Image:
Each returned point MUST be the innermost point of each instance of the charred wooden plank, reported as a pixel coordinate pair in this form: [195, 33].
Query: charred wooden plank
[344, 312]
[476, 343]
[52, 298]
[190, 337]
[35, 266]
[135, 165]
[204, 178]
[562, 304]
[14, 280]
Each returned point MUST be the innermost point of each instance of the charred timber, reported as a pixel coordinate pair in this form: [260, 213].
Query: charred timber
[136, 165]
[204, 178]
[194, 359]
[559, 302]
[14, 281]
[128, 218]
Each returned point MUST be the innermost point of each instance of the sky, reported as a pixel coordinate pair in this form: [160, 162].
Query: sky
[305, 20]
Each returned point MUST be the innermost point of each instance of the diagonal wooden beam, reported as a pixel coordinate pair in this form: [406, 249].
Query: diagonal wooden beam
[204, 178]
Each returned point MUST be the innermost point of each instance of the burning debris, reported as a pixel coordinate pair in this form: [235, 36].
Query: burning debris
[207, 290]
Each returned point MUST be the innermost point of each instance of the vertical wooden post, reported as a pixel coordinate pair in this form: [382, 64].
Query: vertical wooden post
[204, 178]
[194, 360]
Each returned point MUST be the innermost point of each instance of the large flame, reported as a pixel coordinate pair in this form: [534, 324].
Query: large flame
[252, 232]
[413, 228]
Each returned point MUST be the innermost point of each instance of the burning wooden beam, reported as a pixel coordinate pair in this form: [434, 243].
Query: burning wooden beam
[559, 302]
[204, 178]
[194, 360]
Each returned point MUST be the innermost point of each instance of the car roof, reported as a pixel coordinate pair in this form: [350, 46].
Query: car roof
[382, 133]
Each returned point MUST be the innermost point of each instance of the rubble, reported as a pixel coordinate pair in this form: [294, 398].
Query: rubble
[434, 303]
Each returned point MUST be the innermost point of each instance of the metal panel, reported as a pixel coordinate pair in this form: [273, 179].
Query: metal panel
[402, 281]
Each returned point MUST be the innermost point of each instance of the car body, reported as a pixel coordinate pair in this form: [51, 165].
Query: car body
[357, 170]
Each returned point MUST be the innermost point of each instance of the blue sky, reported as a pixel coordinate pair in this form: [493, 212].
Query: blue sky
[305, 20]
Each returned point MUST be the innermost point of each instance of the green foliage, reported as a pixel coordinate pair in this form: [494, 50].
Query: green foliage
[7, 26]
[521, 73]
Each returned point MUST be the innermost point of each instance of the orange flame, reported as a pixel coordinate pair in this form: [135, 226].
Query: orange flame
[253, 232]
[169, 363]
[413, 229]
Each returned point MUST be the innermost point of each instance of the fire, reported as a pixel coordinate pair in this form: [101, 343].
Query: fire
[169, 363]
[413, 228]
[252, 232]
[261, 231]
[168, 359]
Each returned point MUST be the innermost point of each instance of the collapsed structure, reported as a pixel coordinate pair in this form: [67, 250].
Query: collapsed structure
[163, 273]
* * * * * * *
WORK INSTRUCTIONS »
Starting at the line above that holds "form: [534, 324]." and ending at the line that holds "form: [350, 46].", transcribe each line exactly and include no other lines.

TASK RESULT »
Each returned point MUST be the innermost point of each instance of the large flame, reported as a pixel coordinate pair in this form: [534, 324].
Query: large flame
[252, 232]
[413, 228]
Each returned point MUST be the innermost point of each instance of the burning wooden beam, reported as a pixel coordinate pair in this form: [434, 243].
Query: burning wooden beam
[559, 302]
[204, 178]
[194, 360]
Each returned point MUST be the innermost point of each instance of the car roof, reported as a pixel coordinate pair in this form: [350, 46].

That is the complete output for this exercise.